• TESTO FORNITO:
___

Le leggi come patto tra uomini liberi: le leggi, comprese quelle penali, contemperano il bisogno della liberta' e quello della sicurezza insiti in ogni individuo. Dice Beccaria: "Le leggi sono le condizioni, colle quali uomini indipendenti ed isolati si unirono in societa', stanchi di vivere in un continuo stato di guerra e di godere una liberta' resa inutile dall'incertezza di conservarla. Essi ne sacrificarono una parte per goderne il restante con sicurezza e tranquillita'. La somma di tutte queste porzioni di liberta' sacrificate al bene di ciascheduno forma la sovranita' di una nazione, ed il sovrano e' il legittimo depositario ed amministratore di quelle; ma non bastava il formare questo deposito, bisognava difenderlo dalle private usurpazioni di ciascun uomo in particolare, il quale cerca sempre di togliere dal deposito non solo la propria porzione, ma usurparsi ancora quella degli altri. [.]" (par. 1: Origine delle pene).
Ma nella difesa dalle "private usurpazioni", cioe' nelle leggi penali, occorre sempre rispettare la misura delle porzioni di liberta' sacrificate: "L'aggregato di queste minime porzioni possibili forma il diritto di punire; tutto il piu' e' abuso e non giustizia, e' fatto, ma non gia' diritto. [.] E per giustizia io non intendo altro che il vincolo necessario per tenere tutti gli interessi particolari" (par. 2: Diritto di punire).

___

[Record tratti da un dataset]
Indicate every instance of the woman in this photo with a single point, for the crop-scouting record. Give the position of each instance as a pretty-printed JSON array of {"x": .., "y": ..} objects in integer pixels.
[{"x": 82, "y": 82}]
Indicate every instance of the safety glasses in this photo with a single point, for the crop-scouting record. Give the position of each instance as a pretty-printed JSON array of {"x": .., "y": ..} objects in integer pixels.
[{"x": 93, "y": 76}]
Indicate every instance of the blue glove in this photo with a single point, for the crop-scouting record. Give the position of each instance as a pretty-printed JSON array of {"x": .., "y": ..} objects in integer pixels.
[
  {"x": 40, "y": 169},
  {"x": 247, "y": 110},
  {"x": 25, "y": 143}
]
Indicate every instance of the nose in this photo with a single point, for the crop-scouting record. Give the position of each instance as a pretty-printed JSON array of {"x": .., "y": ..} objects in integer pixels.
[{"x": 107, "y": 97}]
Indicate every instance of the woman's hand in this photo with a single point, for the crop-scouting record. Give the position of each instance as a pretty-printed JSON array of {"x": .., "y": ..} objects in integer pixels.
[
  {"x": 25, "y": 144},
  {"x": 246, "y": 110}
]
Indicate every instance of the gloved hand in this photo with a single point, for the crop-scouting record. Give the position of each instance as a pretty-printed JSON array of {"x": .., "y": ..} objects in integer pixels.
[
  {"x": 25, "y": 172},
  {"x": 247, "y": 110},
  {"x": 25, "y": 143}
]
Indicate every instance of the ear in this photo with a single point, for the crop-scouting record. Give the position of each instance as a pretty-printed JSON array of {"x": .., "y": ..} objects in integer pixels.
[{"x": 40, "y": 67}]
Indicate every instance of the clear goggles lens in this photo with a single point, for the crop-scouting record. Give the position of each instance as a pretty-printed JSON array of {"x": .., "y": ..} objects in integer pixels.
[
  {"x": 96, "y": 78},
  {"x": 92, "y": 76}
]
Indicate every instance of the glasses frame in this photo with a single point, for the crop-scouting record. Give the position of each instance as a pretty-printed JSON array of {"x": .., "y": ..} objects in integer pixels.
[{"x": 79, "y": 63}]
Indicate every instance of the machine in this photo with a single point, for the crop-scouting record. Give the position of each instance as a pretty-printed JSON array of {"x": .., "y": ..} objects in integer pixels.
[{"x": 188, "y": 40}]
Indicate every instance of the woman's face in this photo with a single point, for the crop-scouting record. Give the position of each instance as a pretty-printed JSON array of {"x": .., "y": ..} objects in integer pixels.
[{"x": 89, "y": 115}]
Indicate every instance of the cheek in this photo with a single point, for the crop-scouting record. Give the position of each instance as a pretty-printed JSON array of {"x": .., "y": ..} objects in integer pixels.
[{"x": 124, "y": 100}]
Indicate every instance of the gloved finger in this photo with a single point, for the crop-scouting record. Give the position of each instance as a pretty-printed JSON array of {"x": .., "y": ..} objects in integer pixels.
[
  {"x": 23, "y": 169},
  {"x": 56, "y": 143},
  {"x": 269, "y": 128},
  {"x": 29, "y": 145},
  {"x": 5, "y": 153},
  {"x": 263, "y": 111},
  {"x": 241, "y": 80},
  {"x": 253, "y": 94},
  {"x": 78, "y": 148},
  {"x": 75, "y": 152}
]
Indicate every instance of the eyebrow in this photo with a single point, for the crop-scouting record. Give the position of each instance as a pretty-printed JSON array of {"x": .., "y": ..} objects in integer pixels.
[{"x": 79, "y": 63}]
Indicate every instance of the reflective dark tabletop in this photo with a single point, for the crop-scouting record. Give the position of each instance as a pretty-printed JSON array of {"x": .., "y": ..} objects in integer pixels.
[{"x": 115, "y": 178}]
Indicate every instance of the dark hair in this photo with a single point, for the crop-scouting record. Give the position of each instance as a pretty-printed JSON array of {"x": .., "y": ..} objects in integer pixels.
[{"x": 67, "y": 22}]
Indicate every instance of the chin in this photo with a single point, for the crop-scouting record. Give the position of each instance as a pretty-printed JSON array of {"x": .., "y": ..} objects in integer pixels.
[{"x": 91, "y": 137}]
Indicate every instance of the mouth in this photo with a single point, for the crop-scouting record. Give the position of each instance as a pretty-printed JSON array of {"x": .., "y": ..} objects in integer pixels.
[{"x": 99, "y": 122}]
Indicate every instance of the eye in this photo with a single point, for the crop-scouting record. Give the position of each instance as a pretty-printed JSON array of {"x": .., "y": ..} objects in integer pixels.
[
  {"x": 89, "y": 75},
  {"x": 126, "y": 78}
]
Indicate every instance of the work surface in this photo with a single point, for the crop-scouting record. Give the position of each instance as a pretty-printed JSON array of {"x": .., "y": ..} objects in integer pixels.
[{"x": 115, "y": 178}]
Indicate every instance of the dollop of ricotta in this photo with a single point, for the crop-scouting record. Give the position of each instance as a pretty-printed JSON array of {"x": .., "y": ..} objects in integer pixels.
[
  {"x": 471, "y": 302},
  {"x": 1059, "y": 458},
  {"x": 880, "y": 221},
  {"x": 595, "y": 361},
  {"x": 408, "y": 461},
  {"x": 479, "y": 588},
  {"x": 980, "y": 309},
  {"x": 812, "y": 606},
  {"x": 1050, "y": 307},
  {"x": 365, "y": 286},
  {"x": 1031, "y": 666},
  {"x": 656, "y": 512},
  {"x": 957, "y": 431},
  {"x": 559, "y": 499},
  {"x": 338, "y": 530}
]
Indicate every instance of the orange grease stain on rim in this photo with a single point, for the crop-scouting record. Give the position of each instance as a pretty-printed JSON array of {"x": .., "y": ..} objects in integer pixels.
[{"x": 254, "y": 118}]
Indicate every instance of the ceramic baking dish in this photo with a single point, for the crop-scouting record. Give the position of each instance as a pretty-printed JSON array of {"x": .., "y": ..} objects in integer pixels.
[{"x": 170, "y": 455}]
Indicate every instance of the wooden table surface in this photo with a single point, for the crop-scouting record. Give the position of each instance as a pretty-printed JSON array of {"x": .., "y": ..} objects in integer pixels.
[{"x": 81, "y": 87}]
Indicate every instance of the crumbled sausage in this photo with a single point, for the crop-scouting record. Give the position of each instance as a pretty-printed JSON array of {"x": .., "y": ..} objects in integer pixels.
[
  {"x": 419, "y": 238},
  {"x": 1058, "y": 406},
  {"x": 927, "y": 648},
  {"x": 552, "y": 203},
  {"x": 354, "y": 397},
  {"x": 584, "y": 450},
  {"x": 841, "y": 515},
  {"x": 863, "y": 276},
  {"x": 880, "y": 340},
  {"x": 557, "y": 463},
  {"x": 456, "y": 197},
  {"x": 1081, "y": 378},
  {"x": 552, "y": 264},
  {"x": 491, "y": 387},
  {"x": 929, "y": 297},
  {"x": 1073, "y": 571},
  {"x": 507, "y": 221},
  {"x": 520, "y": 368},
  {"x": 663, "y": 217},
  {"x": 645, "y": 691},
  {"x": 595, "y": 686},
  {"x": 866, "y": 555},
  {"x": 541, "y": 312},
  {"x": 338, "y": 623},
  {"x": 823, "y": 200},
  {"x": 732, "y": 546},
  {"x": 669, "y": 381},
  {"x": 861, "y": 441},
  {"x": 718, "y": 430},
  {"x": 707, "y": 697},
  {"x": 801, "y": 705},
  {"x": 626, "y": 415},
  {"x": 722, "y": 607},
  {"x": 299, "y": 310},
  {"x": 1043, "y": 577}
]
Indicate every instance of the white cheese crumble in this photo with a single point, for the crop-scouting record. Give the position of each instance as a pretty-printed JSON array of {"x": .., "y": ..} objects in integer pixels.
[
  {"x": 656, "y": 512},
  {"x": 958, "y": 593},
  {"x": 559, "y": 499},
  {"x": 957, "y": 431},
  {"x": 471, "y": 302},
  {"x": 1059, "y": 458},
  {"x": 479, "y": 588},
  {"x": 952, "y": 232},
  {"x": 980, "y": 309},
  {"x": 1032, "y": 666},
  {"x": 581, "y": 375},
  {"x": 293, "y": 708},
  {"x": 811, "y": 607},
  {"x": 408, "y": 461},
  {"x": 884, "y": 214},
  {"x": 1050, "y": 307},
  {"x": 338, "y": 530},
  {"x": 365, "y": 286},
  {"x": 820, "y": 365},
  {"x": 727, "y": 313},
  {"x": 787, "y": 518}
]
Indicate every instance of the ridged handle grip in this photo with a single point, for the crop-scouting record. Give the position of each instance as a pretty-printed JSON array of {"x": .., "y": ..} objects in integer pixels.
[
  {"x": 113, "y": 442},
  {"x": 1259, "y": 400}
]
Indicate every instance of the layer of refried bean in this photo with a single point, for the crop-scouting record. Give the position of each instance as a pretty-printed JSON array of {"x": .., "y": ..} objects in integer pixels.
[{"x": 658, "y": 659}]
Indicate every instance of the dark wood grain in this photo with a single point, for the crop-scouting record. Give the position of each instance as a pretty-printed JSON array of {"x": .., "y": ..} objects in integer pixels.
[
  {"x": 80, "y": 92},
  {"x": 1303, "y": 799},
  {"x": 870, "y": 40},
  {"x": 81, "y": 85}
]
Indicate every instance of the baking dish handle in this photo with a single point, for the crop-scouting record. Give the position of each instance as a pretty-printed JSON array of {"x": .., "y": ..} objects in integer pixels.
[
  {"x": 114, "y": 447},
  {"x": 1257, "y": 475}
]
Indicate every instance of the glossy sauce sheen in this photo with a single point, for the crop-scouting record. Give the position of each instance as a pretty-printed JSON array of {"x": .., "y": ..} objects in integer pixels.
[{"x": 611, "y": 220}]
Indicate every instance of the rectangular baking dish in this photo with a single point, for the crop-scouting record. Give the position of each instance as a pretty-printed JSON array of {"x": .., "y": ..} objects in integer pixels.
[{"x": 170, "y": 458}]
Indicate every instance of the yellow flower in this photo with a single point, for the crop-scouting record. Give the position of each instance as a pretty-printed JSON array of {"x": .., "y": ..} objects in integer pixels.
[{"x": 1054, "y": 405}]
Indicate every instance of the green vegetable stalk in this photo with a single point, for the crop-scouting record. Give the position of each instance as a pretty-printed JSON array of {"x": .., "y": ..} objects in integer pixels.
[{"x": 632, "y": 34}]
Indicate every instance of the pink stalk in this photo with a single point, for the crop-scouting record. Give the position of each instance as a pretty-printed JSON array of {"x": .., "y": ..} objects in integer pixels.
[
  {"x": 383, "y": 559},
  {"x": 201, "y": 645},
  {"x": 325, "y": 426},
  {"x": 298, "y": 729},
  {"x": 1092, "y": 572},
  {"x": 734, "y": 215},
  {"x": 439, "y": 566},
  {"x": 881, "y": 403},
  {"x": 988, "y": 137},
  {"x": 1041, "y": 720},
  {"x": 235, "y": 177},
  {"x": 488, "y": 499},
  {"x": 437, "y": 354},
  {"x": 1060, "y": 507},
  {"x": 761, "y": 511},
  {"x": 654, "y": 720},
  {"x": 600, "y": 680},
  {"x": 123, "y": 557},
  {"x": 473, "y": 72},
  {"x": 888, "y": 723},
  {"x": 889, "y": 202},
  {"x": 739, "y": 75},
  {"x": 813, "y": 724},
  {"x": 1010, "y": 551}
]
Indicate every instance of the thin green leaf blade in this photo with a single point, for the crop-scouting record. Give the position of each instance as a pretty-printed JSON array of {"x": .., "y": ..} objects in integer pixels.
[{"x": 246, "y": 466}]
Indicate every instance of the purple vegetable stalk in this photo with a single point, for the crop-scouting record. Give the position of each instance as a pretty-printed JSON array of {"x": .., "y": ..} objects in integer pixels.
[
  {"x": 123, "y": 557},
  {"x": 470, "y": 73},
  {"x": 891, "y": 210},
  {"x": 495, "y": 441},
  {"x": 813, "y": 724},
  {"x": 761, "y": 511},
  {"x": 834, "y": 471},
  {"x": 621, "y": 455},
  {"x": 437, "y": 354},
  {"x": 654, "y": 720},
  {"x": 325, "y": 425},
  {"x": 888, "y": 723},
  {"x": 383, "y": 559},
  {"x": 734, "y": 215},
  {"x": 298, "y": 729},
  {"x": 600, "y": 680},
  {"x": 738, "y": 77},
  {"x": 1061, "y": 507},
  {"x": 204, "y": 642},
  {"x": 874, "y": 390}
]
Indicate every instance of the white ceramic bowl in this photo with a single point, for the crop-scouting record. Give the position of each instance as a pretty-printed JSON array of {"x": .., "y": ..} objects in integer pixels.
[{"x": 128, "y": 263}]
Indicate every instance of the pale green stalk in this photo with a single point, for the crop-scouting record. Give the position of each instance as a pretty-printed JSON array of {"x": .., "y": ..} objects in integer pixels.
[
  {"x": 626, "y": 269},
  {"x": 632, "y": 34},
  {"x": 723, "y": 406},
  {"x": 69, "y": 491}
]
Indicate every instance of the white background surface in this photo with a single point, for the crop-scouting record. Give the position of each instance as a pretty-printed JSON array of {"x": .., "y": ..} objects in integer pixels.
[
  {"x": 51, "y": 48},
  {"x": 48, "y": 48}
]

___

• IL TUO COMPITO: Secondo il brano su Beccaria, che cosa forma la sovranità di una nazione? Rispondi con una frase, per favore.

• RISPOSTA ATTESA: La sovranità di una nazione è formata dalla somma di tutte le porzioni di libertà sacrificate al bene di ciascheduno.